───── Vorgegebener Text
Arbeitgeberseitige Pflicht zur Urlaubsgewährung – Revidiert der Europäische Gerichtshof jahrzehntelange Grundsätze des deutschen Urlaubsrechts?

Das Bundesarbeitsgericht (BAG) hat dem Europäischen Gerichtshof (EuGH) mit Beschluss vom 13.12.2016 – 9 AZR 541/15 (A), die Frage vorgelegt, ob einer Arbeitgeber verpflichtet sei, nicht genommenen Jahresurlaub des Mitarbeiters von sich aus zu gewähren. Bislang musste sich der Mitarbeiter selbst um die Urlaubsgewährung kümmern, da dieser sonst mit Ende des Kalenderjahres, im Falle der Übertragung Ende März des Folgejahres, verfiel. Dies könnte sich jetzt ändern.
──────────
Aufgaben und Übungen —
1: Wann verfiel nicht genommener Urlaub laut dem Text zum Urlaubsrecht bisher im Falle der Übertragung?
2: Schreiben Sie den Text zum Urlaubsrecht nach seinem letzten Satz weiter.
Die Einträge spielen hierfür keine Rolle.
───── Informationen
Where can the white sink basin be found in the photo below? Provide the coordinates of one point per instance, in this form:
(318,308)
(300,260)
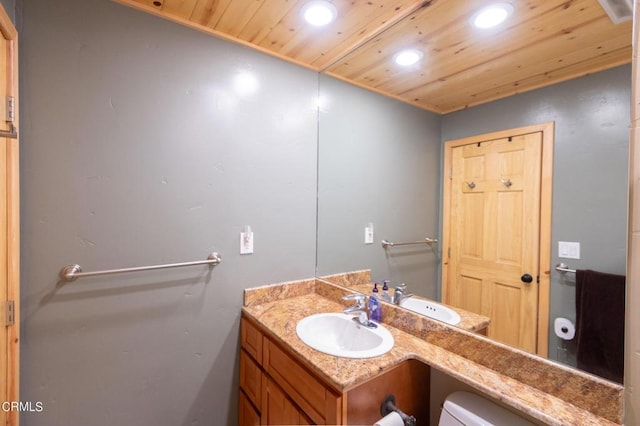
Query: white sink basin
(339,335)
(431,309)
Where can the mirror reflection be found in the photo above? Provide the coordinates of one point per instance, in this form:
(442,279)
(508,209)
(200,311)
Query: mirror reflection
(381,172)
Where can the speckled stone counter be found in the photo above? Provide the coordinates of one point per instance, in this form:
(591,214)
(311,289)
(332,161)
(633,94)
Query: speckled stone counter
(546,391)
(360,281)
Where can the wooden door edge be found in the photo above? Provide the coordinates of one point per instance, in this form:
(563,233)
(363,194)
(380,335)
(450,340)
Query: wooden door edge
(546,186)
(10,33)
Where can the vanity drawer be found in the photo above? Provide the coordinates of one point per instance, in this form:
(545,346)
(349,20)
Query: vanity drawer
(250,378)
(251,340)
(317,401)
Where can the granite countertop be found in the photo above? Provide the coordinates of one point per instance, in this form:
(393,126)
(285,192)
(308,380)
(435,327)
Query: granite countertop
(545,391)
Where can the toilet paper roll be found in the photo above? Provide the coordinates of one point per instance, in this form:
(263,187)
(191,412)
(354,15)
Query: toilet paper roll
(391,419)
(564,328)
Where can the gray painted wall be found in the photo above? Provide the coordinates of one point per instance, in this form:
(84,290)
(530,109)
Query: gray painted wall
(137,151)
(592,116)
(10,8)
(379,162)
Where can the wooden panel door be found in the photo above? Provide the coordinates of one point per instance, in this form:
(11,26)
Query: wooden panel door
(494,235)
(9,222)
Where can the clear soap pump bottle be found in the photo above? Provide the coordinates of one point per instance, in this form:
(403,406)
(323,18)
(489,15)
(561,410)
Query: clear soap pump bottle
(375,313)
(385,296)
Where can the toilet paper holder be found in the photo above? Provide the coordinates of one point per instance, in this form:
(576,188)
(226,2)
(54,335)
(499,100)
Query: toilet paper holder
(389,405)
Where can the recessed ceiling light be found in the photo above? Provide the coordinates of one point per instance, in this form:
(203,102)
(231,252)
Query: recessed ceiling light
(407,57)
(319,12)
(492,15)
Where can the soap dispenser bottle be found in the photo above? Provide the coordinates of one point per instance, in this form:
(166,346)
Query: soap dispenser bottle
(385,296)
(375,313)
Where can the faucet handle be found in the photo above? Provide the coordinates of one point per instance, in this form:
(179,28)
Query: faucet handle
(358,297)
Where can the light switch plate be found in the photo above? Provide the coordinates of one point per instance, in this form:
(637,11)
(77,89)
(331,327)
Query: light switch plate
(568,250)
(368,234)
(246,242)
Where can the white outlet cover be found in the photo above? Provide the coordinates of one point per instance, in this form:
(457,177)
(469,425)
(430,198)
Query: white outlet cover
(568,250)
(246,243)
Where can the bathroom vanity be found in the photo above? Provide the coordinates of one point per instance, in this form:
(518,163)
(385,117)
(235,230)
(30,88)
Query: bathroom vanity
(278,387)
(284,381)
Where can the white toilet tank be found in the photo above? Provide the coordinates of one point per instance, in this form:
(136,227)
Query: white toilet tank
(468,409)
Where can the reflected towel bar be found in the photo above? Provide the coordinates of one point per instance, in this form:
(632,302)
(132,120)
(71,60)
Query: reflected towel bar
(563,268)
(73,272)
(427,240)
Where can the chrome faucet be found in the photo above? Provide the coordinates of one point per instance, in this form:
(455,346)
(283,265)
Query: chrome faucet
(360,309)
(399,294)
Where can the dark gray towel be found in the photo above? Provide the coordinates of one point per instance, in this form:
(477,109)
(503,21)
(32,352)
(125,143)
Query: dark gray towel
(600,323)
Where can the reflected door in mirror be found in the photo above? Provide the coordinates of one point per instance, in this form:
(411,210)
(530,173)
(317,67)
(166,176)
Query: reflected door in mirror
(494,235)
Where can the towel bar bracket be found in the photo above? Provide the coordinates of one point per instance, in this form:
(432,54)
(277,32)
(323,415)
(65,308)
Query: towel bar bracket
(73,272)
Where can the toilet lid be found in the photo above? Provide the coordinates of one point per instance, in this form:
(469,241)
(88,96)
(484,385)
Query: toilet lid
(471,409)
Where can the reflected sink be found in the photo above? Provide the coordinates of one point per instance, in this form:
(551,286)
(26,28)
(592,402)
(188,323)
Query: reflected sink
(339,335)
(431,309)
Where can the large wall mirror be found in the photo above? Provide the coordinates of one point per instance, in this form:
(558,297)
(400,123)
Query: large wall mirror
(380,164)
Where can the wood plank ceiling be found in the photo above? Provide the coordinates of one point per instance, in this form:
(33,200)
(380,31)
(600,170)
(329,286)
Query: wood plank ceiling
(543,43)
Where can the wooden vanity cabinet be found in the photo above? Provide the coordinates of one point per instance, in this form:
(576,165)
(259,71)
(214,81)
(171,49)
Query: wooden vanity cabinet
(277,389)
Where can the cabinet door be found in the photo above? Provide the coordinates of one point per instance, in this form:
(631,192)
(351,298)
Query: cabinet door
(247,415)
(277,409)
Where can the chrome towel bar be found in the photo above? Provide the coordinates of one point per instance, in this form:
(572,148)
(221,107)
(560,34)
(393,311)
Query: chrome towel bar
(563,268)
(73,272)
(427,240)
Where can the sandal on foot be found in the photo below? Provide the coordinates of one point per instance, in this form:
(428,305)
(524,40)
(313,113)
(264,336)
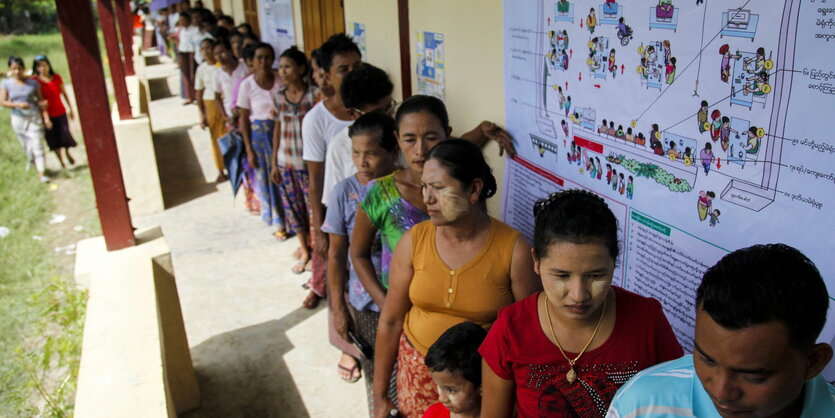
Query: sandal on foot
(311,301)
──────────
Lösungen zur Übung —
1: Ende März des Folgejahres.

2:
RECHTLICHE AUSGANGSLAGE
Bislang verfällt der Urlaubsanspruch eines Mitarbeiters gemäß § 7 Absatz 3 Satz 1 und 2 Bundesurlaubsgesetz (BUrlG) nach Ablauf des Kalenderjahres. Wenn dringende betriebliche oder in der Person des Mitarbeiters liegende Gründe eine Übertragung rechtfertigen, kann der Resturlaub bis Ende März des Folgejahres genommen werden. Dies geschieht häufig durch ein Urlaubsantrag. Stellt der Mitarbeiter keinen Urlaubsantrag, verfällt auch der übertragene Urlaubsanspruch. Liegt hingegen ein Antrag vor und gewährte der Arbeitgeber dennoch den Urlaub nicht, so kann der Mitarbeiter den Urlaub auch nach Ablauf des Übertragungszeitraums als Schadensersatz nehmen.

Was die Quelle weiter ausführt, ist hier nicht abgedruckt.